• [To be done]:
Copy the items from the line containing "holes and record a point for each instance." through the end of the items, swapping "blue jeans" for "denim pants" and changing nothing else.

#### Supplied data ####

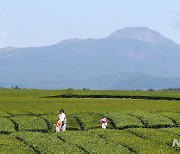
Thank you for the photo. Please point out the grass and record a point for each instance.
(134, 125)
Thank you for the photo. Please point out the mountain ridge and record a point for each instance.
(77, 62)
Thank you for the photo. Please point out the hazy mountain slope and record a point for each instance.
(73, 63)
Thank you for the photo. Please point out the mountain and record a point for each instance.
(94, 63)
(143, 34)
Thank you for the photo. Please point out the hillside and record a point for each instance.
(76, 62)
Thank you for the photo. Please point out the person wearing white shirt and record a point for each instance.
(62, 119)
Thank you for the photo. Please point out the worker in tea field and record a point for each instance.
(62, 120)
(103, 122)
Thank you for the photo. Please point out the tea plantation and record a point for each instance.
(139, 122)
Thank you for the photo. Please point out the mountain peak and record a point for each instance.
(68, 41)
(142, 34)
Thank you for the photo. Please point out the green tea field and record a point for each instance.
(139, 122)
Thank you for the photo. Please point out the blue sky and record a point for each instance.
(25, 23)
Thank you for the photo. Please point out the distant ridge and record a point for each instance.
(75, 40)
(96, 63)
(141, 33)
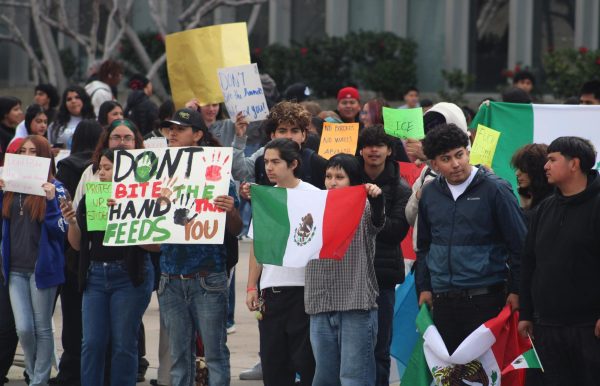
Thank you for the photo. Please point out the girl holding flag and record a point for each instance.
(340, 296)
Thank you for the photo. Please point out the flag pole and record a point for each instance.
(535, 352)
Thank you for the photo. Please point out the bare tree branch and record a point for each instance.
(17, 38)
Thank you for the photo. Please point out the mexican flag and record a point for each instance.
(477, 360)
(293, 226)
(527, 360)
(520, 124)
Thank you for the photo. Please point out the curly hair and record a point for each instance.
(287, 112)
(530, 159)
(443, 138)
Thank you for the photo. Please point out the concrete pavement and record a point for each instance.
(243, 344)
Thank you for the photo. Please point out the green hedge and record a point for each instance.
(378, 61)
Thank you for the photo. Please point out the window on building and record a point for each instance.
(488, 54)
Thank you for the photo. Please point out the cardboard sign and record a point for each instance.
(167, 196)
(96, 199)
(338, 138)
(194, 56)
(243, 92)
(25, 173)
(404, 123)
(484, 146)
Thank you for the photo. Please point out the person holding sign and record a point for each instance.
(117, 283)
(33, 262)
(192, 291)
(470, 239)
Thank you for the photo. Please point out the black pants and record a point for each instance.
(457, 317)
(570, 355)
(285, 338)
(8, 333)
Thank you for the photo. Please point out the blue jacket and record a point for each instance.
(50, 264)
(475, 241)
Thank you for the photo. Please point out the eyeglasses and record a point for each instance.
(119, 139)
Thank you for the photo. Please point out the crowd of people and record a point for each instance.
(479, 244)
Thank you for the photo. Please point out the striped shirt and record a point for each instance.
(349, 284)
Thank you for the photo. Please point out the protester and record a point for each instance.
(11, 115)
(75, 105)
(284, 326)
(99, 90)
(33, 262)
(193, 286)
(470, 238)
(140, 109)
(121, 132)
(285, 120)
(340, 296)
(411, 98)
(110, 111)
(375, 148)
(560, 296)
(348, 107)
(528, 162)
(117, 284)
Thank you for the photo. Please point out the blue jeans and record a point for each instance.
(188, 306)
(385, 320)
(112, 311)
(343, 345)
(32, 308)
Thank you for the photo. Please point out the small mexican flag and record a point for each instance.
(477, 360)
(293, 226)
(527, 360)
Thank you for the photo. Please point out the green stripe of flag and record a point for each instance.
(502, 117)
(270, 222)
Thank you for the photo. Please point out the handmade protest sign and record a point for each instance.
(167, 196)
(404, 123)
(243, 92)
(96, 199)
(25, 173)
(194, 56)
(338, 138)
(484, 146)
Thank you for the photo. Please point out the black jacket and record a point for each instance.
(561, 262)
(71, 168)
(389, 262)
(141, 111)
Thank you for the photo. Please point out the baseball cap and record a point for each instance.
(187, 117)
(348, 92)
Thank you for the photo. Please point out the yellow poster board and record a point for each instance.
(484, 146)
(194, 56)
(338, 138)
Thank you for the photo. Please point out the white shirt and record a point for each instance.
(276, 276)
(459, 189)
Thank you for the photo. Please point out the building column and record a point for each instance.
(396, 17)
(587, 20)
(520, 33)
(280, 22)
(456, 52)
(337, 14)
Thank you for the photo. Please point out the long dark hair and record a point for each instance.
(87, 111)
(531, 159)
(36, 205)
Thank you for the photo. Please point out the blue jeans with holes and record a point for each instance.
(343, 345)
(195, 305)
(112, 311)
(32, 308)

####

• [Solved exercise]:
Thank you for the photo. Please point out the denim pants with holes and record a point for each instance.
(343, 345)
(195, 305)
(112, 311)
(32, 308)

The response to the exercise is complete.